Exercise directions: The entire listing is to be repeated verbatim.

Records shown:
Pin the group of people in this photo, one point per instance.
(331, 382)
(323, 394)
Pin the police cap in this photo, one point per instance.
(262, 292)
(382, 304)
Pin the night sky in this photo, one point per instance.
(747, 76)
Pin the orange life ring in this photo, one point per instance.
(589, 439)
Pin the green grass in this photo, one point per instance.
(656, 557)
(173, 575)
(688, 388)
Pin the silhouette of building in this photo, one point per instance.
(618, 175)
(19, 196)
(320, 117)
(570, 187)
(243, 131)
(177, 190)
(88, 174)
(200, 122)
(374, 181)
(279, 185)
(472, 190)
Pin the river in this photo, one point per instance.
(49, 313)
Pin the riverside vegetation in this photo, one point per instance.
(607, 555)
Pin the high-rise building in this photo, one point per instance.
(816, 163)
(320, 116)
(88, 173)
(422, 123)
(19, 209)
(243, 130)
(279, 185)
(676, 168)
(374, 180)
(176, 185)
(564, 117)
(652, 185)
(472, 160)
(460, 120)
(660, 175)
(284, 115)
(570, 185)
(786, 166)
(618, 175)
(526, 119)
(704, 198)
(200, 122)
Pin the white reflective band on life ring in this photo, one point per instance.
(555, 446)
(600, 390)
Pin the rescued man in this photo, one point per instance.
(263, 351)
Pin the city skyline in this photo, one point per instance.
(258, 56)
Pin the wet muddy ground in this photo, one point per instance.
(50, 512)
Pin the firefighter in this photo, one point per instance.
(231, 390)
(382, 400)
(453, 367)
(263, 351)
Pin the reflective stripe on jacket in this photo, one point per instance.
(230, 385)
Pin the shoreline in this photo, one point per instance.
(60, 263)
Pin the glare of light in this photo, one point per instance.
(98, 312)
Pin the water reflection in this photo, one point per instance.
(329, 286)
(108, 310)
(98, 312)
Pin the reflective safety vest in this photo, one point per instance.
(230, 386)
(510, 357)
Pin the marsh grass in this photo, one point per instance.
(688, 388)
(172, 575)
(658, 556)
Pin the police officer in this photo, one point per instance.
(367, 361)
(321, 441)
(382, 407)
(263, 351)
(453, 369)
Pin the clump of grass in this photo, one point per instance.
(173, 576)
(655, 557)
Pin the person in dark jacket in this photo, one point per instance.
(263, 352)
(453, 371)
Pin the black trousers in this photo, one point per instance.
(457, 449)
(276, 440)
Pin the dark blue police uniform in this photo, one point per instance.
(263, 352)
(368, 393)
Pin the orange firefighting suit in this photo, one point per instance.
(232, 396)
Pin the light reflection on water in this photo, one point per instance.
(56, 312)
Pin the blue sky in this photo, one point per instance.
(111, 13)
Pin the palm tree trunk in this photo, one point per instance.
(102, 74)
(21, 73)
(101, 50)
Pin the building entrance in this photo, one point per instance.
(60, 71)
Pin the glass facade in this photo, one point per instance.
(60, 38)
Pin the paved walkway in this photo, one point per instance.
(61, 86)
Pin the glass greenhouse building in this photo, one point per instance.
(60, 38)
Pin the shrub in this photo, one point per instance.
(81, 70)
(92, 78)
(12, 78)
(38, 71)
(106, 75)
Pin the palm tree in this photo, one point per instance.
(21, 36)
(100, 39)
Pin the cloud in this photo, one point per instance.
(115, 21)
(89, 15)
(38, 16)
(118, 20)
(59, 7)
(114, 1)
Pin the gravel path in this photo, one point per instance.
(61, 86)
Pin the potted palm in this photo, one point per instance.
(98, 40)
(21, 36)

Solution to the problem:
Pin the group of people in this photo, one point per instance.
(331, 382)
(323, 394)
Pin the police cap in this photo, one point per instance.
(262, 292)
(382, 304)
Pin the night sky in this photo, one point per instance.
(747, 76)
Pin the orange life ring in this photo, one point per instance.
(589, 439)
Pin the green grass in this photo, one point per instance.
(656, 557)
(173, 575)
(688, 388)
Pin the silhouette of building in this photo, one point per instance.
(618, 175)
(19, 196)
(320, 117)
(570, 187)
(243, 131)
(177, 190)
(88, 174)
(200, 122)
(374, 181)
(279, 185)
(472, 190)
Pin the river in this photo, one point per instance.
(49, 313)
Pin the riverside vegetation in this photo, one point per instance.
(607, 555)
Pin the high-rise building in this photo, one point per instance.
(816, 163)
(320, 116)
(88, 173)
(422, 123)
(19, 209)
(243, 130)
(279, 185)
(676, 168)
(374, 180)
(176, 185)
(564, 117)
(652, 185)
(472, 160)
(460, 120)
(660, 175)
(284, 115)
(570, 185)
(786, 166)
(618, 175)
(526, 119)
(704, 198)
(200, 122)
Pin the white reflective band on life ring in this photo, one point per instance.
(555, 446)
(600, 390)
Pin the rescued man in this photo, one point per instance.
(263, 351)
Pin the city skyline in this photo, one point per instance.
(258, 56)
Pin the wet muddy ground in this photo, one point per instance.
(50, 512)
Pin the firefighter in this photo, one point per instance.
(231, 390)
(382, 400)
(453, 367)
(263, 351)
Pin the reflective stripe on jacket in this photo, one point per instance.
(230, 385)
Pin the shoreline in this photo, one point per instance.
(60, 263)
Pin the glare of light in this photo, one point per instance.
(98, 312)
Pin the water reflection in this photo, one point per instance.
(329, 286)
(108, 310)
(98, 312)
Pin the reflective safety vest in this photo, one point per instance.
(230, 386)
(510, 357)
Pin the marsh grass in this photo, one point per instance.
(688, 388)
(172, 575)
(658, 556)
Pin the police officer in this photo, one point per instance.
(367, 361)
(321, 441)
(382, 407)
(263, 351)
(453, 369)
Pin the clump of grass in this photo, one point per instance.
(173, 576)
(655, 557)
Pin the person in dark jacket in this photo, one point per instance.
(263, 352)
(453, 371)
Pin the black trousers in this photo, one point per instance.
(457, 449)
(276, 440)
Pin the dark blue police uniform in this photo, one point per instance.
(263, 352)
(368, 393)
Pin the orange firefighting suit in this photo, one point per instance.
(232, 396)
Pin the light reflection on water in this photo, one point per instance.
(56, 312)
Pin the blue sky in this photo, one point per instance.
(111, 13)
Pin the palm tree trunk in this photo, one point per instance.
(102, 74)
(21, 73)
(101, 50)
Pin the building entrance in this photo, one point per instance.
(60, 71)
Pin the glass facade in this photo, one point per instance.
(60, 38)
Pin the paved walkway in this photo, one point per instance.
(61, 86)
Pin the glass greenhouse building in this photo, one point per instance.
(60, 38)
Pin the shrub in this photo, one point per instance.
(81, 70)
(92, 78)
(12, 78)
(38, 71)
(106, 75)
Pin the palm tree in this photo, one point per instance.
(21, 36)
(100, 39)
Pin the cloud in this photo, one point per instance.
(115, 21)
(89, 15)
(38, 16)
(118, 20)
(59, 7)
(114, 1)
Pin the gravel path in this photo, one point per instance.
(61, 86)
Pin the potted palm in this photo, one point per instance.
(98, 40)
(21, 36)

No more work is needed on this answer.